** Start of Page text **
These guidelines can be evaluated using a part of the Winsteps output which we provide below in Table 5. Brann et al. (2021) is one example of a research project which has utilized these guidelines.

Table 5 Self-Efficacy (SE) and Outcome Expectancy (OE) Rating Scale Performance.

The SE analysis revealed the following in relation to the six guidelines detailed above:

  1. 1.

    Every rating scale step of the SE scale has an observed count exceeding 10.

  2. 2.

    The distribution of observed counts first increases and then decreases across the rating scale steps.

  3. 3.

    Average measures show a steady rise, starting from −0.82 at the lowest to 1.04 at the highest.

  4. 4.

    For each step of the rating scale, the Outfit MNSQ remains under 2.0.

  5. 5.

    The Andrich Thresholds (or step calibrations) demonstrate a uniform and monotonic increase.

  6. 6.

    All gaps are under five logits, and there is one instance of a gap being smaller than 1.4 logits. The others all exceeded 1.4 logits.

For the OE analysis the same pattern in rating scale functioning was observed as for the SE data.

For the 6 guidelines suggested by Linacre, there is only one instance of noncompliance for both the SE and OE, which was a single gap being less than the suggested gap width cutoff of 1.4 logits.

Category probability curves

An added step that we took in our analysis of the functioning of our rating scales concerns the creation and evaluation of category probability curves. A category probability curve can be utilized to examine how a rating scale is performing and how the category thresholds are ordered (Linacre, 2023). In Figs. 3 and 4 we provide the curves for the SE scale and the OE scale, respectively. For each curve, there should be a portion of the curve that is ‘most probable’. This means that when a scale is functioning well, there should be a portion of the SA curve that is most probable, a portion of the curve for A that is most probable, and so on for all the rating scale steps (N, A, and SA). This means that there should be a most probable peak observed for each rating scale step. What can be observed is that indeed a unique ‘most probable’ peak is observed for each rating scale step for both the SE scale and the OE scale.

Fig. 3: A Category Probability Curve for the SE, showing the probability of selecting each response category (Strongly Disagree, Disagree, Neutral, Agree, Strongly Agree) relative to item difficulty.
figure 3

The x-axis measures item difficulty, and the y-axis shows category probability. The curves for each response category (‘SD’ in red, ‘D’ in blue, ‘N’ in magenta, ‘A’ in black, ‘SA’ in green) intersect across the difficulty range. This curve is based on the full set of 33 SE items.

Fig. 4: A Category Probability Curve for the OE, showing the probability of selecting each response category (Strongly Disagree, Disagree, Neutral, Agree, Strongly Agree) relative to item difficulty.
figure 4

The x-axis measures item difficulty, and the y-axis shows category probability. The curves (‘SD’ in red, ‘D’ in blue, ‘N’ in magenta, ‘A’ in black, ‘SA’ in green) intersect at various points. Note: SD=Strongly Disagree, D=Disagree, N=Neutral, A=Agree, SA=Strongly Agree. This curve is based on the full set of 30 OE items.
** End of Page text **
** Start of Provided material **
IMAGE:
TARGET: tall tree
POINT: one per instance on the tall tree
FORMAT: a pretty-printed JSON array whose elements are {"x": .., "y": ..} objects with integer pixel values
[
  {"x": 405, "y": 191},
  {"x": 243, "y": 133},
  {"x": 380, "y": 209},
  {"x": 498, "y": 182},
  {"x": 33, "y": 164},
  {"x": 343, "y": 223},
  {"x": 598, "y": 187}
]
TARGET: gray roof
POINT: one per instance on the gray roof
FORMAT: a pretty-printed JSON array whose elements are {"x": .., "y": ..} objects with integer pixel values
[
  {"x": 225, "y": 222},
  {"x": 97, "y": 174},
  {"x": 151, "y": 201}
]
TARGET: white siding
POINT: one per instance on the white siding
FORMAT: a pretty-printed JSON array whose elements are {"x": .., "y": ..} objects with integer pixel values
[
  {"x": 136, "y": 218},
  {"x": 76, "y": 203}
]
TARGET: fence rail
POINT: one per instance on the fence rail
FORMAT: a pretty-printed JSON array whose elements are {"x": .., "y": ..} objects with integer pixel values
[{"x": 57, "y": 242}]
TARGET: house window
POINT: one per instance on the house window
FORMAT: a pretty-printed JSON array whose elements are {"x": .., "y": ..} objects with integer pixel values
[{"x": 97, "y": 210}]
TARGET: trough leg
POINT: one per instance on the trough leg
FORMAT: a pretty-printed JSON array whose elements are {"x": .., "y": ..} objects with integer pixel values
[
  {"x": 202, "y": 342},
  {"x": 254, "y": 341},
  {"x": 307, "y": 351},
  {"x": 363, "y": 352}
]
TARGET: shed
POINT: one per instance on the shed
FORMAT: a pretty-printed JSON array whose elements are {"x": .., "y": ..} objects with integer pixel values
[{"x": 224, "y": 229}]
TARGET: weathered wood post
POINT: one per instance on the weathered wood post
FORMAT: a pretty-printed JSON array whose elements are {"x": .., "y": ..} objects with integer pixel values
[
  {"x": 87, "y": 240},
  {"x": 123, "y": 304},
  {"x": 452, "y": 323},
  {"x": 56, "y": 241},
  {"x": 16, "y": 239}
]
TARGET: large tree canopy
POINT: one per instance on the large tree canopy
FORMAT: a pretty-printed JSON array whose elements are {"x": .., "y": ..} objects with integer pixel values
** End of Provided material **
## Your tasks
(1) In the rating scale text, what is the suggested gap width cutoff that one gap failed to meet for both the SE and OE scales?
(2) Pick up the rating scale text after its final sentence and keep writing it.

## Answers provided
(1) 1.4 logits.

(2)
Wright maps

Many researchers have utilized Wright maps for the presentation and communication of Rasch rating scale data (e.g., Lu et al., 2022; Shahat et al., 2022). A Wright map for the SE scale is presented in Fig. 5 and the Wright map for the OE scale is presented in Fig. 6. Items in our Wright maps are ordered from items that respondents agree with the most (items at the base of the map that have a negative logit measure) to items that were agreed with the least (items toward the top of the map that have a positive measure). Wright maps are informative in many aspects. One of which is an assessment of the way items mark the trait being measured. The Wright map for the SE and OE scale reveals that although there is some overlap of items along each trait, there are items marking the trait as one proceeds up the Wright map. This is the pattern one would like to observe with measurement instruments. When there are large gaps between items, that suggests there are regions of the trait that are not being measured by items. Future versions of both the SE and OE instruments might attempt to provide 1–2 more items that are difficult for respondents to Strongly Agree with, which could potentially help fill the gap at the very high end of the two Wright maps.

Fig. 5: The Wright map of SE items, displaying the difficulty of endorsing each item on a logit scale.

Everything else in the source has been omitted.